§ **TEXTE À LIRE**
= = = = = = =
Inventory
Autrefois symbole du progrès yougoslave, Sava Centar a été laissé à l’abandon depuis l’éclatement du pays. Peu à peu, ce centre de congrès des années 70 est débarrassé de ses aménagements intérieurs. Comme beaucoup de jeunes ouvriers sur le chantier, Nenad est ici pour la première fois.
De ce titre simple, émerge à la fois une forme et une fausse piste. Une forme d’abord, celle d’un rapport filmé aux cadres simples et élégants. Dont le rythme accompagne le désossement du Sava Centar, bâtiment monumental de Belgrade édifié en 1977 qui vit naître le mouvement des non-alignés dont la Yougoslavie était, auprès d’autres pays, à l’initiative. Tout ce qui constituait cet ensemble est à présent séparé. Des ouvriers sont là et dévissent, déplacent, balancent, trient les chaises chromées, les stores, les bureaux, les planches. Mais plus le bâtiment s’allège, plus les plans s’habitent de quelque chose de plus vaste. C’est là qu’est la fausse piste : sobre, observant, le film ne s’accommode pas d’une énumération froide et détachée. Sa forme s’invente ailleurs, derrière l’inventaire réside une narration complexe. À travers les archives qui ponctuent le film, le mobilier témoin donne le sentiment que tout était resté intact, que le bâtiment aurait été prêt à accueillir de nouveau. Pourtant c’est bien son heure mais le film se soustrait à la nostalgie. Le cinéaste procède au contraire à un délicat déplacement vers ce qui vient : des jeunes hommes qui dépècent et retirent au bâtiment sa chair et sa mémoire, un garçon se détache. Il rentre chez lui, présent, il a de concerné ce que le film veut bien faire de lui. Il a la charge de ces images qu’il a lui-même déchargé. Cette société qu’il a débarrassée n’est peut être plus la sienne, or impossible d’effacer de cet individu comme d’aucun autre, que c’est bien de cette société là dont il est l’enfant. C’est à la fois simple et très lourd de démonter un bâtiment.
= = = = = = =
§ **ÉNONCÉ 1**
Déterminez combien de lignes des enregistrements contiennent la chaîne « hinge », en tenant compte de la casse. Indiquez uniquement ce nombre.
Le texte et les enregistrements ne proviennent pas de la même source.

Éléments répertoriés dans un jeu de données
= = = = = = =
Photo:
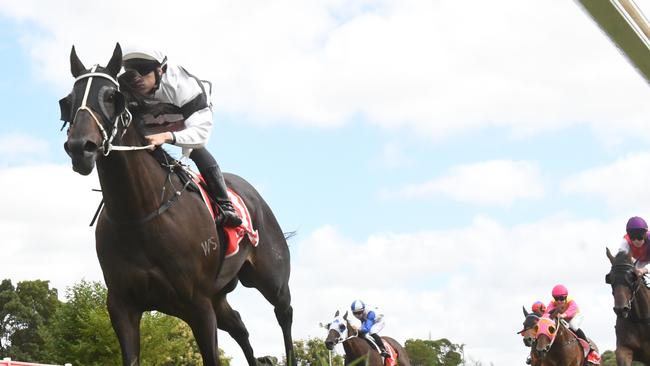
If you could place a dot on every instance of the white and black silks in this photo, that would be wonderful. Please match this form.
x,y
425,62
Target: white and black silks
x,y
192,97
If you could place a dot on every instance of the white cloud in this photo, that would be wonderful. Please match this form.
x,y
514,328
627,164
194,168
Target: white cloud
x,y
21,147
427,282
431,67
44,221
496,182
622,184
467,285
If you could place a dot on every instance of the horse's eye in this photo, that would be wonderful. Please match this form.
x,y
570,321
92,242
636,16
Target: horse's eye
x,y
65,104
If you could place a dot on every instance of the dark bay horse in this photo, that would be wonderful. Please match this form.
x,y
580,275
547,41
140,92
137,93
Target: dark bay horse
x,y
357,348
157,244
632,308
556,345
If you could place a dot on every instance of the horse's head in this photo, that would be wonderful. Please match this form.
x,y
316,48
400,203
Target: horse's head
x,y
528,332
337,330
624,281
93,109
546,330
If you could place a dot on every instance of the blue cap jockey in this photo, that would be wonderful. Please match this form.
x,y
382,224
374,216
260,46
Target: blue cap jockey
x,y
372,321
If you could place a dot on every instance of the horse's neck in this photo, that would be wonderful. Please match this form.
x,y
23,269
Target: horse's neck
x,y
355,347
563,339
131,181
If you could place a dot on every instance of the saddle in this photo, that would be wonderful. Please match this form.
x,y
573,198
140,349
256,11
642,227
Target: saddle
x,y
388,361
194,182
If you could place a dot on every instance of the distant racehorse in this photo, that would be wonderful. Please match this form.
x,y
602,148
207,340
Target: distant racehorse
x,y
556,345
156,242
632,308
339,330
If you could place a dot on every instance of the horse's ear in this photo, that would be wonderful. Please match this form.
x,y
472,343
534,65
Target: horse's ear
x,y
76,67
609,255
115,64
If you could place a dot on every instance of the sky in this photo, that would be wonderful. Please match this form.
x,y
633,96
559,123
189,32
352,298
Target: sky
x,y
445,161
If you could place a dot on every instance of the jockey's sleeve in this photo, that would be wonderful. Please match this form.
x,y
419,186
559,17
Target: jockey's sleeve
x,y
370,321
624,247
572,309
549,309
186,91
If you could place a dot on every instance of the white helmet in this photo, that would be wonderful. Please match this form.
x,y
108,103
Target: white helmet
x,y
144,53
358,306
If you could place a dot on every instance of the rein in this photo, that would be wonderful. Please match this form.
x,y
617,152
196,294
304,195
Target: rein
x,y
125,118
634,287
163,207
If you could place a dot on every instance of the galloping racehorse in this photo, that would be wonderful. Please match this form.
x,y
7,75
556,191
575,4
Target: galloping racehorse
x,y
632,308
356,347
156,242
556,345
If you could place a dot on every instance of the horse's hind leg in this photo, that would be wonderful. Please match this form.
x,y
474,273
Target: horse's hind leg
x,y
126,323
230,321
275,288
623,356
203,322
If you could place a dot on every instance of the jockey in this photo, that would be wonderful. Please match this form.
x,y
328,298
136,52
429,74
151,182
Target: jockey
x,y
372,321
538,308
636,241
149,73
564,307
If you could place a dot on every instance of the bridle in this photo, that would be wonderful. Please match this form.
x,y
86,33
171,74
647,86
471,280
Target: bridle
x,y
634,286
123,118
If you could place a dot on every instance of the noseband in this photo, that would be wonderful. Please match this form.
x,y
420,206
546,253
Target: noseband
x,y
123,118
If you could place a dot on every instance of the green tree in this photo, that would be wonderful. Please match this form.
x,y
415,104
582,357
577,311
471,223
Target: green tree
x,y
23,310
81,333
312,352
440,352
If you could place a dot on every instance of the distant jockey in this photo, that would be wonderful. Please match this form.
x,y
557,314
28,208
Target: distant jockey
x,y
636,241
564,307
372,321
538,308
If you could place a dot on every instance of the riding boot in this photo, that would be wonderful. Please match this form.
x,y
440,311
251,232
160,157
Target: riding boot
x,y
217,190
380,344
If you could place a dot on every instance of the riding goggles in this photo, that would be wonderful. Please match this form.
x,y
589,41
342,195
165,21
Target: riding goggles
x,y
637,234
143,67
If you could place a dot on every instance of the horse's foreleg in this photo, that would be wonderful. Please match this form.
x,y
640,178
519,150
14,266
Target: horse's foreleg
x,y
284,315
230,321
126,323
623,356
203,322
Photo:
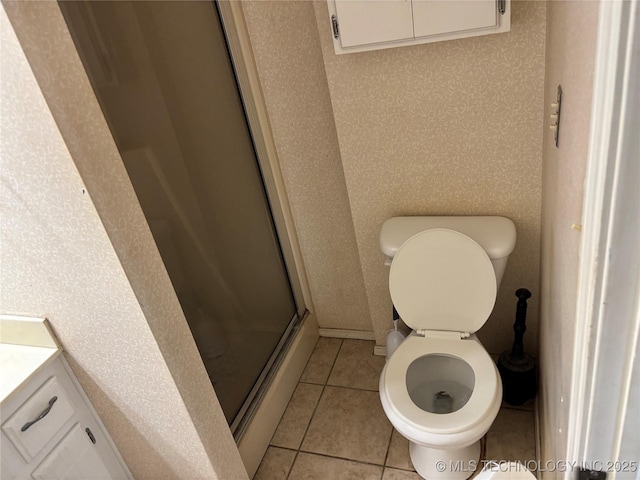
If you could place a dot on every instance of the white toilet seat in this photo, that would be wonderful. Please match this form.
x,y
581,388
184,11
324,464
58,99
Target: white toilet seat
x,y
483,396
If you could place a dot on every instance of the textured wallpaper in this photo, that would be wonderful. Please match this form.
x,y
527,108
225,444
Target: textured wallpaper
x,y
449,128
289,60
571,45
76,249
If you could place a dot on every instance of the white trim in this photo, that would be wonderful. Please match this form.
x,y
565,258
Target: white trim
x,y
354,334
239,42
608,321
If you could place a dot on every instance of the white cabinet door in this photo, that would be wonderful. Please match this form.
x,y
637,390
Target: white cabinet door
x,y
363,22
74,458
436,17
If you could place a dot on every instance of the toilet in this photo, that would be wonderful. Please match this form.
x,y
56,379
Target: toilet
x,y
440,388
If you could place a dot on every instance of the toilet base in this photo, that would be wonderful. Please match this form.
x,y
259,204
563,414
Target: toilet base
x,y
450,464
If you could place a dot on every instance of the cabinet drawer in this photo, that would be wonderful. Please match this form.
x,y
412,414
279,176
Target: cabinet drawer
x,y
38,419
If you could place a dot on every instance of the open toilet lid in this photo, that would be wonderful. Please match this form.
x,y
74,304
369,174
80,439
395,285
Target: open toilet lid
x,y
442,280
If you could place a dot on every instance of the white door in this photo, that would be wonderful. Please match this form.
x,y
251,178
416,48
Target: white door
x,y
435,17
74,458
364,22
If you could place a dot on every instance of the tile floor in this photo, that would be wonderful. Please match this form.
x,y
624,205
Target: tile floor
x,y
334,426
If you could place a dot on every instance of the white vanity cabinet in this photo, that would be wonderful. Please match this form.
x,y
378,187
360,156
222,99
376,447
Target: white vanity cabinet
x,y
361,25
49,429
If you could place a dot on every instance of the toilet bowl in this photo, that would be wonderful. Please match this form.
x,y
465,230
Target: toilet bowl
x,y
440,388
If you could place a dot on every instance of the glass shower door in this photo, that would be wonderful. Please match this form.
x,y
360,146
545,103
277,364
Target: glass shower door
x,y
162,74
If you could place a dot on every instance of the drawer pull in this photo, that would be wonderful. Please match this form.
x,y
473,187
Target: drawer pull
x,y
44,413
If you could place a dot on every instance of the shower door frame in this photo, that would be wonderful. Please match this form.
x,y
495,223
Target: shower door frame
x,y
243,63
290,349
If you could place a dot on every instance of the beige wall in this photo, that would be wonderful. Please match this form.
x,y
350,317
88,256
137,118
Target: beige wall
x,y
75,248
571,42
445,128
289,61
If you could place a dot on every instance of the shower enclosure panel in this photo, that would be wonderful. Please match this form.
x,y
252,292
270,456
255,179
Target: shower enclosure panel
x,y
164,79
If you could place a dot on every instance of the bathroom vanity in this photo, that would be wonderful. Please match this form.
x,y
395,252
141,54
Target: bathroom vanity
x,y
49,428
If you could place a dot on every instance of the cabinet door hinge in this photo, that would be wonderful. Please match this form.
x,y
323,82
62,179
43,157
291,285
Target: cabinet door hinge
= = = = = = =
§ **ÉNONCÉ 2**
D'après le texte sur le Sava Centar, en quelle année ce bâtiment de Belgrade a-t-il été édifié ?

§ **RÉSULTAT 1**
2

§ **RÉSULTAT 2**
En 1977.